WORK TASK. Reproduce the portion of the Adelaide Airport text below that lies between "The project started" and "CIM’s PEAK Platform.", inclusive.

EXERCISE TEXT.
CIM & Adelaide Airport were announced as finalists in The SA Climate Leaders Awards which celebrates leaders in climate action.
Adelaide Airport had a goal - to become one of the most sustainable airports in the world. By partnering with CIM to deploy smart building analytics, it is well on its way to achieving that.
Outside air temperature is the biggest influence on how much energy the Terminal 1 building consumes. The volume of passengers flowing through each day only influences consumption by 19%, as opposed to 81% for outside air temperature.
Knowing the airport’s building stock has this level of influence placed on it from climatic factors, the prospect of warmer summers brings with it the need to mitigate increases in greenhouse gas emissions from our building stock.
Partnering with CIM allows Adelaide Airport to optimise the operation of its major emission-emitting assets beyond a level that our existing technologies can offer.
This is helping it to adapt to the impacts of climate change in three ways – emissions reduction, peak demand management and asset life cycle perspective.
The project started in February 2018 and the airport is already on track to deliver savings of 600tCO2e and 933MWh, for a 7-month payback, demonstrating the benefits of big industry collaborating with emerging innovations that deliver more for less.
Innovative approach to solving the problem
Heating, ventilation and air conditioning (HVAC) consumes the majority of energy in a building yet has historically had less optimisation attention due its complexity.
Without analytics, HVAC optimisation is constrained to consultants providing optimisation recommendations and the existing building management system (BMS) identifying primitive faults. This leaves a gap in the emissions reduction potential from HVAC in buildings that cannot be serviced through existing offerings.
The optimisation of Adelaide Airports HVAC and its onsite team’s activity is being conducted by CIM’s PEAK Platform.
The most complex of faults that are contributing to higher emissions are now being identified in real-time.
Teams are being notified of where to go and how to fix them as they occur. Live emissions saving potential is now being ranked across the terminal, allowing maintenance activity to be prioritised and directed based on maximum emissions reduction. The condition and expected lifecycle of the equipment has now been improved, allowing it to deal with more >40°C days, as they occur through climate change.
A longer-term sustainable outcome
PEAK's building analytics provides an attractive value proposition, in that it doesn’t just deliver one-time recommendations and then steps back. Since partnering with CIM, Adelaide Airport was ranked #1 airport in the world Global Real Estate Sustainability Benchmark. They're also the first Australian airport to achieve Level 3 Optimisation under the Airports Council International's Carbon Accreditation Program and they received a Platinum award for waste reduction in the Airport Council International – Asia Pacific Green Airports Recognition 2018. For the next 3-years PEAK will be continually scanning Terminal 1 for performance anomalies, instantly detecting, diagnosing and prioritising live faults for onsite teams to fix. This means emissions saving opportunities can be achieved within days, not months.

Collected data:
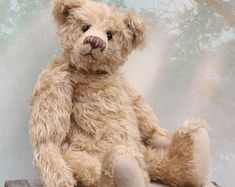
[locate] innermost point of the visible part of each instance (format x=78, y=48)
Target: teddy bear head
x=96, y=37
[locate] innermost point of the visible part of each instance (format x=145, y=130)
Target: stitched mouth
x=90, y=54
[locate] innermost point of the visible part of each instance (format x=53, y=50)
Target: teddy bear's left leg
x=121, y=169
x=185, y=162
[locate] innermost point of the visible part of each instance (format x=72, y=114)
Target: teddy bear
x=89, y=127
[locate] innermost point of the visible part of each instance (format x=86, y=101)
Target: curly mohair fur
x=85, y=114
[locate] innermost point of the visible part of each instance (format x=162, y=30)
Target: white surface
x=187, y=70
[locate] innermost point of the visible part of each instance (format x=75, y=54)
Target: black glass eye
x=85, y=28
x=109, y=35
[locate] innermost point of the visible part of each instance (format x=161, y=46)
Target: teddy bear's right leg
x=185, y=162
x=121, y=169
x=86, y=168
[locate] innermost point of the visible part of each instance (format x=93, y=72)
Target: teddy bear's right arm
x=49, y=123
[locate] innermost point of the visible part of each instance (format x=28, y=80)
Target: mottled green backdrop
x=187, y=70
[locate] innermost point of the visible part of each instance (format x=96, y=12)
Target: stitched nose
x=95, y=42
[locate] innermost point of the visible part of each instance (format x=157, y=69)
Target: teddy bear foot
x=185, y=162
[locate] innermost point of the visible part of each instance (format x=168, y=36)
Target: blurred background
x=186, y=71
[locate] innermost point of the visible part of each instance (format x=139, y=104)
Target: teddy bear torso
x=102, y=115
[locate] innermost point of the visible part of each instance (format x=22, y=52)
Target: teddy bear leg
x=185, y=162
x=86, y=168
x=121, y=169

ANSWER SPACE.
The project started in February 2018 and the airport is already on track to deliver savings of 600tCO2e and 933MWh, for a 7-month payback, demonstrating the benefits of big industry collaborating with emerging innovations that deliver more for less.
Innovative approach to solving the problem
Heating, ventilation and air conditioning (HVAC) consumes the majority of energy in a building yet has historically had less optimisation attention due its complexity.
Without analytics, HVAC optimisation is constrained to consultants providing optimisation recommendations and the existing building management system (BMS) identifying primitive faults. This leaves a gap in the emissions reduction potential from HVAC in buildings that cannot be serviced through existing offerings.
The optimisation of Adelaide Airports HVAC and its onsite team’s activity is being conducted by CIM’s PEAK Platform.